• _PROBLEM REQUIREMENTS_
With images excluded, write out each entry below exactly as given.

• _ENTRIES PROVIDED_
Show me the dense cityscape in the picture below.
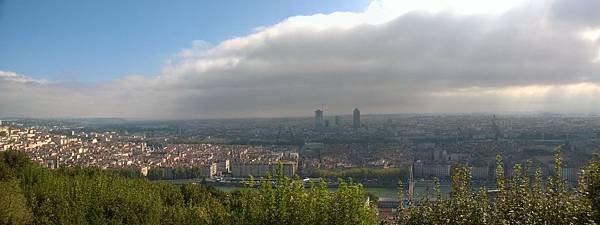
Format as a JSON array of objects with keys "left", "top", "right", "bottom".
[
  {"left": 2, "top": 111, "right": 598, "bottom": 181},
  {"left": 3, "top": 111, "right": 600, "bottom": 222}
]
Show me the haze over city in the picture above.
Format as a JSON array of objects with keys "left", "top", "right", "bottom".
[{"left": 1, "top": 0, "right": 600, "bottom": 118}]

• _TASK SOLUTION_
Show me the dense cityscape in the picture below.
Format as a JSON array of objects with keys "left", "top", "right", "bottom".
[
  {"left": 2, "top": 111, "right": 598, "bottom": 181},
  {"left": 3, "top": 111, "right": 600, "bottom": 222}
]
Show me the haze over city in the picture above.
Format as a JSON array of objects with keys "left", "top", "right", "bottom".
[{"left": 1, "top": 0, "right": 600, "bottom": 118}]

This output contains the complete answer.